[Begin]
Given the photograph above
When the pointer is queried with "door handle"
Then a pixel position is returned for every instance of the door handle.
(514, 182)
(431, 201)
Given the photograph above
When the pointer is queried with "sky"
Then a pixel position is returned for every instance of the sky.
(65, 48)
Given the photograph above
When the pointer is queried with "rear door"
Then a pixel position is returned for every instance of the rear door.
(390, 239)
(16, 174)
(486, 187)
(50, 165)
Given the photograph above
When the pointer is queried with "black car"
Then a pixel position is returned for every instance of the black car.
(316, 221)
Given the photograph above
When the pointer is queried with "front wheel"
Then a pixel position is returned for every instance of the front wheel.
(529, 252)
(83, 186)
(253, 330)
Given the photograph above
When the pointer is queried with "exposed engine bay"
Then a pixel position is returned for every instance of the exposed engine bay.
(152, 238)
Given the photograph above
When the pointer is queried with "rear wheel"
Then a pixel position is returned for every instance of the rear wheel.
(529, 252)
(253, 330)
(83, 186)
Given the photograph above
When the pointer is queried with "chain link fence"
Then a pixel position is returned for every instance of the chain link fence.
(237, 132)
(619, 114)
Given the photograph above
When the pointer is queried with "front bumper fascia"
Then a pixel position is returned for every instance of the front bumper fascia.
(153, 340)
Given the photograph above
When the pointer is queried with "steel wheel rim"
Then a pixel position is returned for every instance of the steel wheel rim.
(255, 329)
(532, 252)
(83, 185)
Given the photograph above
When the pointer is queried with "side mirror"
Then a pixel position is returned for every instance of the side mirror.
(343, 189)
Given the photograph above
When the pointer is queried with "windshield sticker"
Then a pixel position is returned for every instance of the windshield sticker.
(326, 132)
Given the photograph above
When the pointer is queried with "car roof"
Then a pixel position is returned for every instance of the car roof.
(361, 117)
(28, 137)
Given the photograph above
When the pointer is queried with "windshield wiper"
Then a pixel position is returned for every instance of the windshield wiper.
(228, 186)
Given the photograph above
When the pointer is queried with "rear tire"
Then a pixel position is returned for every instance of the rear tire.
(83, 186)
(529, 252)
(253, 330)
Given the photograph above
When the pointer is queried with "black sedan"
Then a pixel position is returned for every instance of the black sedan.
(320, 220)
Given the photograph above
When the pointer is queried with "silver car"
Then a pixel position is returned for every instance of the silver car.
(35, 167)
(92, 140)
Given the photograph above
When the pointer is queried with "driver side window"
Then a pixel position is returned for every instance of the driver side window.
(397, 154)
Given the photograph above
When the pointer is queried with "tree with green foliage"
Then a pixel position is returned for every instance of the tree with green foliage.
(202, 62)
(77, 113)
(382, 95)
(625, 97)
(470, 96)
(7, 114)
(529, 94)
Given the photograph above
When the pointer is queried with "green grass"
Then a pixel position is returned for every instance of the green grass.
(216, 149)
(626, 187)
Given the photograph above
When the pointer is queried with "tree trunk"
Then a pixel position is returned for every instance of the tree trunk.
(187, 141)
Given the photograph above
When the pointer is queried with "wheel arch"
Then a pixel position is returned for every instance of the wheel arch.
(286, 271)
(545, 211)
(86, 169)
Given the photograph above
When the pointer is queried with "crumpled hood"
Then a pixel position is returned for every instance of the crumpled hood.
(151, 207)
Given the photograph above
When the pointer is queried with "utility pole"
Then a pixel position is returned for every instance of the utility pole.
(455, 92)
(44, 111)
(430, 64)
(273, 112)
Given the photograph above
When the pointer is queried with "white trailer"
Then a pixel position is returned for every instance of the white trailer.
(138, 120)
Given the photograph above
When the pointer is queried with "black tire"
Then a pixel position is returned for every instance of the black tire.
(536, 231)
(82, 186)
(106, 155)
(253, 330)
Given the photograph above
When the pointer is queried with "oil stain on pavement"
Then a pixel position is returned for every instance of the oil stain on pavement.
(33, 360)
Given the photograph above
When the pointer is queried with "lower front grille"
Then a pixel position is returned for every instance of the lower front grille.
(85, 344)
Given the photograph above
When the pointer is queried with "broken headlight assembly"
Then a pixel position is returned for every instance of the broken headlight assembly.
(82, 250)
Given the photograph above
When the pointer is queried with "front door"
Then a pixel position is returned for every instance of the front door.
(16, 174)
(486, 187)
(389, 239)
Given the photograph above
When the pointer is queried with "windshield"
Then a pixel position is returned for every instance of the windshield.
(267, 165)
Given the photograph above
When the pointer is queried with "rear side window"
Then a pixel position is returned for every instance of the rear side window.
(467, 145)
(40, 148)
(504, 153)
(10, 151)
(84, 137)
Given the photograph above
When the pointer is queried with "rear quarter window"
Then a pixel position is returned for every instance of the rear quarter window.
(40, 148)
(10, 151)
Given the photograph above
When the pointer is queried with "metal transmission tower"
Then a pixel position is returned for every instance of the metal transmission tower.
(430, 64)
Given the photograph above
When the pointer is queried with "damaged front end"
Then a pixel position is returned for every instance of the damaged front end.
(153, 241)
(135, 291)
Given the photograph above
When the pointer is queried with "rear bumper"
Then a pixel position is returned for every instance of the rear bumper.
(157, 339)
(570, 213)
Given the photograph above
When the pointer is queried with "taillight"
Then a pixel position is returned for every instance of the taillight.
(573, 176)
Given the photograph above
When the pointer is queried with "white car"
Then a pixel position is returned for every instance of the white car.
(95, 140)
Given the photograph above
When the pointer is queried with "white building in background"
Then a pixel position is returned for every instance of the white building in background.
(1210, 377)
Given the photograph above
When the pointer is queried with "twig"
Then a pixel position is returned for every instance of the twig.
[End]
TASK —
Would you reproduce all the entries exactly?

ANSWER TO THE EXERCISE —
Given the photograph above
When the pointer is queried with "door handle"
Then a pixel position is returned for every instance of the door handle.
(514, 182)
(431, 201)
Given the photograph above
When the pointer is queried with "sky"
Then a pixel position is returned for every instance of the sky.
(65, 48)
Given the photograph above
When the pointer is queried with "rear door"
Then a pixel position is returned for every instance of the rear door.
(390, 239)
(16, 174)
(486, 187)
(50, 165)
Given the photograph above
When the pointer is queried with "black car"
Then a pixel position is returned for every instance of the black car.
(316, 221)
Given the photograph above
When the pointer is queried with "front wheel"
Then a pixel position is returned for every instance of the front wheel.
(529, 252)
(83, 186)
(253, 330)
Given the photograph above
When the pointer is queried with "exposed engine bay"
Then a pixel position is returned for every instance of the exposed engine bay.
(152, 238)
Given the photograph above
When the pointer is queried with "rear wheel"
Then a pixel position is returned for every instance of the rear wheel.
(529, 252)
(253, 330)
(83, 186)
Given the photograph above
When the pointer is queried with "chain link fence"
Then a pixel position is returned for every instance of the chain link fence.
(237, 132)
(619, 114)
Given the photograph above
When the pointer is queried with "front bumper fascia"
Then a pixel position is returned for every instance of the front bumper fascia.
(153, 340)
Given the photograph above
When the pointer is queried with "steel wheel rim"
Then a pixel position is returned for every instance of the steel wheel rim.
(255, 329)
(532, 252)
(83, 185)
Given the photograph above
When the pointer is queried with "side mirror"
Then a pixel position is returned for every instance of the side mirror.
(343, 189)
Given the photograph above
When the pointer is queried with "windshield sticker"
Then a pixel position is returned for every instance of the windshield sticker.
(326, 132)
Given the photograph above
When the pointer is queried with "car roof"
Then a pixel position is returned for every instance of the car roof.
(361, 117)
(28, 137)
Given the photograph above
When the pointer is queried with "windshield wiper"
Then a pixel position is returned for every instance of the windshield wiper.
(228, 186)
Given the photograph above
When the pointer is queried with "rear tire"
Then a pixel position is returned for every instance of the rear tire.
(83, 186)
(529, 252)
(253, 330)
Given the photograph above
When the pointer is queried with "black sedan"
Then a pixel position is returned for every instance of the black sedan.
(320, 220)
Given the photograph above
When the pointer is queried with "silver car"
Then a pixel position is returned for every instance of the silver car.
(35, 167)
(92, 140)
Given the photograph above
When the pointer is queried with "driver side window"
Then a pixel position is returned for every instance of the driver side window.
(397, 154)
Given the photograph above
When the pointer is queried with "tree with green foliage"
Then a pixel position is returned for every instance of the tree with green foliage.
(202, 62)
(77, 113)
(382, 95)
(625, 97)
(470, 96)
(7, 114)
(529, 94)
Given the photograph above
When the pointer is queried with "green grass"
Then a pixel position is returned for every instance of the green grass.
(216, 149)
(626, 187)
Given the photograph above
When the pointer is queried with "tree trunk"
Then a pixel position is returned for every instance of the tree trunk.
(187, 141)
Given the photograph above
When the pointer is queried with "wheel arch"
Then a pixel position is returned for every instance of the wheel arch.
(286, 271)
(545, 211)
(86, 169)
Given the photograph above
When the pointer is queried with "crumpled hood"
Then a pixel position is returned for every instance of the crumpled hood.
(151, 207)
Given the photograph above
When the pointer is queried with "utility pole"
Then a pixel position is returned for every instance of the utility pole.
(455, 92)
(44, 111)
(430, 64)
(273, 112)
Given the photograph above
When the pointer is queried with "white trailer"
Then a pixel position is returned for every instance of the white trailer.
(138, 120)
Given the photograph above
When the pointer is queried with "black tire"
Then a pixel position is returned for every instance of the black tire.
(536, 231)
(82, 186)
(106, 155)
(253, 330)
Given the photograph above
When the pointer is queried with "oil stain on pavement"
Then a pixel position is returned for every instance of the oil stain on pavement.
(33, 360)
Given the photograph above
When the pointer is queried with "lower front grille"
Then a pixel position is returned for every instance of the lower front grille.
(85, 344)
Given the photograph above
When the pointer is queried with "broken headlight assembly"
Then a pixel position is returned for every instance of the broken headlight assembly.
(82, 250)
Given the photograph above
When the pointer is queried with "front door"
Then a pixel position is returned for every instance of the front door.
(16, 174)
(486, 187)
(389, 239)
Given the photograph above
When the pointer is queried with "windshield"
Then a pixel position is returned for every instance of the windshield.
(267, 165)
Given the photograph above
When the pointer is queried with "rear side window"
Then a pixel position is returned for every instance of the rear side window.
(467, 145)
(40, 148)
(504, 153)
(10, 151)
(84, 137)
Given the photograph above
When the pointer is queried with "rear quarter window"
Then a pixel position is returned for every instance of the rear quarter window.
(40, 148)
(10, 151)
Given the photograph above
When the pointer is queried with "metal transmission tower"
Then a pixel position is returned for every instance of the metal transmission tower.
(430, 64)
Given the photograph above
When the pointer is queried with "damaged front end"
Then a pixel position is returned for every instance of the damaged front end.
(153, 241)
(135, 291)
Given the photograph above
When the pointer is queried with "rear bumper"
Then a pixel position is returned for every instance of the rear bumper.
(157, 339)
(570, 213)
Given the photograph above
When the pointer is queried with "taillight"
Then a pixel position is returned for every instance of the taillight.
(573, 176)
Given the photograph above
When the pointer is queried with "white car"
Then a pixel position is returned for every instance of the white car.
(95, 140)
Given the photograph above
When the pointer is queried with "white building in background"
Then a pixel position is returned for every instance of the white building in background.
(1210, 377)
Given the photograph above
When the pointer is queried with "twig"
Then a pixel position is returned for every instance of the twig.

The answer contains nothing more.